What the exercise asks: Repeat every record exactly as given.

Data to examine:
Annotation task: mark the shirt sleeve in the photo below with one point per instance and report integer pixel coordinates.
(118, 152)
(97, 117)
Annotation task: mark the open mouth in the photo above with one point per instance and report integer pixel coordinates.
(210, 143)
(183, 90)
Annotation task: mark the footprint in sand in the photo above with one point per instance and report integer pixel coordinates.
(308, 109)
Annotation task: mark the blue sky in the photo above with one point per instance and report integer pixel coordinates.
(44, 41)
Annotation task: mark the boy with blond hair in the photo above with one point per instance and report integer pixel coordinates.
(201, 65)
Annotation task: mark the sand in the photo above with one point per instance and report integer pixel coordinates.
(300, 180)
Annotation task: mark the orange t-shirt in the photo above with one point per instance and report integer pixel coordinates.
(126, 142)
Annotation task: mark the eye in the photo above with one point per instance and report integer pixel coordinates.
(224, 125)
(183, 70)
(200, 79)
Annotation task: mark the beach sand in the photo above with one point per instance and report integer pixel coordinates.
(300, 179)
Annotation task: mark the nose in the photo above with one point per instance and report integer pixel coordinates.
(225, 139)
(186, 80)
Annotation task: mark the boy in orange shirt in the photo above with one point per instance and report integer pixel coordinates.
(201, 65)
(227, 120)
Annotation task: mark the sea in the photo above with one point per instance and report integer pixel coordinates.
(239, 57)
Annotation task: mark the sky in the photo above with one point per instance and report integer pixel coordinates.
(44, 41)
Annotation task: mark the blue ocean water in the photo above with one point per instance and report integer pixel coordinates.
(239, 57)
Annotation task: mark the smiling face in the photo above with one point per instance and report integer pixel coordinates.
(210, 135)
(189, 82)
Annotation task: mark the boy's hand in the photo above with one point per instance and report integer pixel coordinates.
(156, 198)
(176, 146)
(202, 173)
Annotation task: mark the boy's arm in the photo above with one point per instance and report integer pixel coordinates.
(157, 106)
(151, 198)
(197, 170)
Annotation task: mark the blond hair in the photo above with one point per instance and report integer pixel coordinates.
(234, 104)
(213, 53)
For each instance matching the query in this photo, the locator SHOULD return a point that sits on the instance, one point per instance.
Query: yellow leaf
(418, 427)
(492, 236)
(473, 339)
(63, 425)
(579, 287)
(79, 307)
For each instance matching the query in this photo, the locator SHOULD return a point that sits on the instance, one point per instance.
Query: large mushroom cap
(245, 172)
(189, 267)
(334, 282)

Answer area:
Annotation task: mark the shirt sleeve in the photo below with one point per instance and report integer pixel coordinates.
(118, 152)
(97, 117)
Annotation task: mark the open mouth in the photo above with one point per instance and report integer pixel coordinates.
(210, 143)
(183, 90)
Annotation task: mark the footprint in sand in the photo above with one point per instance and report integer pixel coordinates.
(308, 109)
Annotation task: mark the blue sky in the photo above with one point per instance and report integer pixel coordinates.
(44, 41)
Annotation task: mark the boy with blond hair in the photo above with one point per instance and report integer pixel coordinates.
(201, 65)
Annotation task: mark the sand in the photo above with one point per instance and report integer pixel coordinates.
(300, 180)
Annotation task: mark the orange t-shirt in the photo above with one point per instance and report integer pixel coordinates.
(126, 142)
Annotation task: mark the eye in the photo above with one point per instance and report integer pixel coordinates.
(224, 125)
(183, 70)
(200, 79)
Annotation task: mark the beach sand in the photo above with one point per instance and report integer pixel coordinates.
(300, 179)
Annotation task: mark the nose in the photo above with one point per instance and report integer pixel coordinates.
(225, 139)
(186, 80)
Annotation task: mark the boy in orange shirt in the photo above with one point per instance and report integer pixel coordinates.
(201, 65)
(227, 120)
Annotation task: mark the sea in the photo above with one point per instance and report integer pixel coordinates.
(239, 57)
Annotation task: mark the sky in the photo above with one point per instance and report integer pixel coordinates.
(44, 41)
Annotation task: mark the blue ocean water in the photo above with one point per instance and report integer pixel coordinates.
(239, 57)
Annotation task: mark the smiling face in the photo above with one point per instance and report integer pixel coordinates.
(210, 135)
(189, 82)
Annotation task: mark the boy's hand in the photo above with one point per instance and report integer pixel coordinates.
(156, 198)
(176, 146)
(202, 173)
Annotation task: mark the boy's arm in the photo above with one point per instance and report integer pixel coordinates.
(157, 106)
(151, 198)
(197, 170)
Annotation task: mark the blond hair in the photo above with one point per instance and report integer pixel coordinates.
(234, 104)
(213, 53)
For each instance matching the query in this photo, the locator SHOULD return a point that sits on the instance, one point per instance.
Query: yellow leaf
(418, 427)
(492, 236)
(473, 339)
(63, 425)
(579, 287)
(79, 307)
For each instance matching the query in this photo, the locator SHOULD return a point that sits on the instance, one point per instance.
Query: large mushroom cap
(245, 172)
(189, 267)
(334, 282)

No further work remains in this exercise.